### Material for this exercise
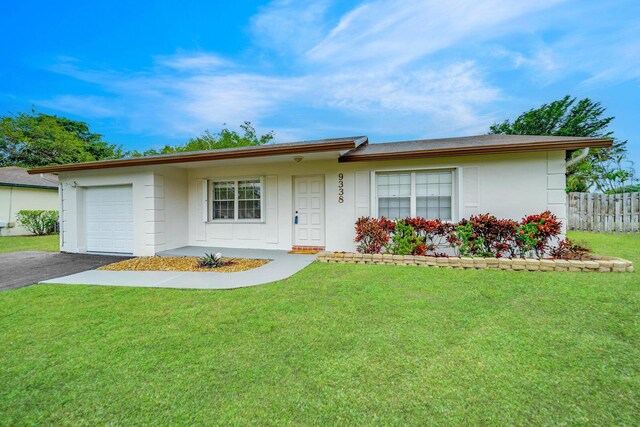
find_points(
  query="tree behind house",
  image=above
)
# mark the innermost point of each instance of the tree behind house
(214, 141)
(604, 169)
(37, 139)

### Written exercise
Rewrite the records above, replacing "house" with "cabin" everywhere and leaving everything else unchanged. Omit the pictures.

### Task response
find_points(
  query="tree behind cabin",
  image=above
)
# mark the innermost point of each instance of the tree behind cabin
(214, 141)
(604, 169)
(37, 139)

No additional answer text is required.